Выполните задания:
[A] Выведите без изменений фрагмент текста о Германии и войне от слов «Немцы утверждают, что» до слов «хочет завоевать мир.».
[B] Извлеките из записей все строки, в которых встречается слово «handle», с учетом регистра букв.

Приведённый текст:
——
Немцы утверждают, что мы начали войну, чтобы поддержать нашу империалистическую политику. Гитлер – империалист в том смысле, что он хочет завоевать мир.
Германия не может быть полностью довольна нашей блокадой. Рапорты показывают, что они страдают от нехватки продовольствия. Но они переносили эти трудности годами. Я не думаю, что армия и нацистская партия расходятся во взглядах, а гестапо – это орган, которого следует опасаться всем немцам».
——
Исходные записи:

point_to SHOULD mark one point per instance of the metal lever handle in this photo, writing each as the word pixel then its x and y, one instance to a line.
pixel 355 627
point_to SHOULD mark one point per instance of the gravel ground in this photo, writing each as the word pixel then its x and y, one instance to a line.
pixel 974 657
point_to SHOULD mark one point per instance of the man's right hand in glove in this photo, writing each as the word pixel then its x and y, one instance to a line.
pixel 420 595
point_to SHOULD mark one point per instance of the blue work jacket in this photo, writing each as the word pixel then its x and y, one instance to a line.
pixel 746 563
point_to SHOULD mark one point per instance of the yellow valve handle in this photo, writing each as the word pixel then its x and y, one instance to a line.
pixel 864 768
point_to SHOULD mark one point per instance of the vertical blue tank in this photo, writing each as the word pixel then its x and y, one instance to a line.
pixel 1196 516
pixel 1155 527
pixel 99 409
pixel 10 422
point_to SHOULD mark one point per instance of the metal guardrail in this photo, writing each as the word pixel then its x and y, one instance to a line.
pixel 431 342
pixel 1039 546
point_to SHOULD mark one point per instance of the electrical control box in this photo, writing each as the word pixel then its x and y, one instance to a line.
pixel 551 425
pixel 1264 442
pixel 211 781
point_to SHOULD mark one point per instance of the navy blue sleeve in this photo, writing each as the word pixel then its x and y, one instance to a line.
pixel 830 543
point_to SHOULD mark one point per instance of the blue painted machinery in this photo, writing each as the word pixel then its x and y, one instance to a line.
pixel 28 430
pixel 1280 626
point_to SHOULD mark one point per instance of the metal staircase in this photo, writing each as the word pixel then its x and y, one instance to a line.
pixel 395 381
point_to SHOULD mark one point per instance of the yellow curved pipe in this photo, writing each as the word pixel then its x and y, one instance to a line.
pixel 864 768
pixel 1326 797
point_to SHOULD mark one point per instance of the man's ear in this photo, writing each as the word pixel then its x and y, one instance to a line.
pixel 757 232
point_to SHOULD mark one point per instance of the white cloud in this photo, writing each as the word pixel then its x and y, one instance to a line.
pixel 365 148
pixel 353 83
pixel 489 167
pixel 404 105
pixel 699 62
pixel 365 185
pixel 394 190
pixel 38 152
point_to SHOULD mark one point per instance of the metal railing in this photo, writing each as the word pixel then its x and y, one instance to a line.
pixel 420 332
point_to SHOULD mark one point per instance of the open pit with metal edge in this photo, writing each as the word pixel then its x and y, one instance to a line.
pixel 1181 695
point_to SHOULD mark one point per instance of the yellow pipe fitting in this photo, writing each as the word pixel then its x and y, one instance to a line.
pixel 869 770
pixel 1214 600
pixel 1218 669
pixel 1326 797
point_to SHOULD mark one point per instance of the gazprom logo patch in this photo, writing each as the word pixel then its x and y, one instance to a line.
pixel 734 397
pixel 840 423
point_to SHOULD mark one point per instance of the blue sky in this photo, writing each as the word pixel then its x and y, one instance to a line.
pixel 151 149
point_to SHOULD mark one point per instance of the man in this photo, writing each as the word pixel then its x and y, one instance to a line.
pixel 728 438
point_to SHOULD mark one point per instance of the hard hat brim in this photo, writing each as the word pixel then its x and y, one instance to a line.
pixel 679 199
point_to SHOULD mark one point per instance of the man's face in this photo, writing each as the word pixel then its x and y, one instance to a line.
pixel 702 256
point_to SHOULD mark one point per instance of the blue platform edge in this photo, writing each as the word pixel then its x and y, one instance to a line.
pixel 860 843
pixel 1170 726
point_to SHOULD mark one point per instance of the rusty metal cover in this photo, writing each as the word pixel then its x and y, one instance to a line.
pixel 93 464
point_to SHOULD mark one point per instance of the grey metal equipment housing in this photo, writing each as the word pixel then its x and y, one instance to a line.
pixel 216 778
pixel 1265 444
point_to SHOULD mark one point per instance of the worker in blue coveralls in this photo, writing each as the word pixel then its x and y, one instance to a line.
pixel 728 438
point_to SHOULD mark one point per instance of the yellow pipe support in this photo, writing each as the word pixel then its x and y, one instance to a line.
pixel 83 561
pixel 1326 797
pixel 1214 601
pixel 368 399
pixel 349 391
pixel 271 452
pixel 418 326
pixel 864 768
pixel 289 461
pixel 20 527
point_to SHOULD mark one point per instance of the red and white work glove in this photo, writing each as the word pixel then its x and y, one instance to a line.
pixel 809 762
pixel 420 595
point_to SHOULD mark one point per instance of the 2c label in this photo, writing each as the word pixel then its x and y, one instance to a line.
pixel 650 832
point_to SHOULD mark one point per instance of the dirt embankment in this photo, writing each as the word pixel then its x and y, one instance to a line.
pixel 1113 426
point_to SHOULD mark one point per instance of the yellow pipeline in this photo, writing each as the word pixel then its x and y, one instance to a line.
——
Ответы к заданиям:
[A]
Немцы утверждают, что мы начали войну, чтобы поддержать нашу империалистическую политику. Гитлер – империалист в том смысле, что он хочет завоевать мир.

[B]
point_to SHOULD mark one point per instance of the metal lever handle in this photo, writing each as the word pixel then its x and y, one instance to a line.
point_to SHOULD mark one point per instance of the yellow valve handle in this photo, writing each as the word pixel then its x and y, one instance to a line.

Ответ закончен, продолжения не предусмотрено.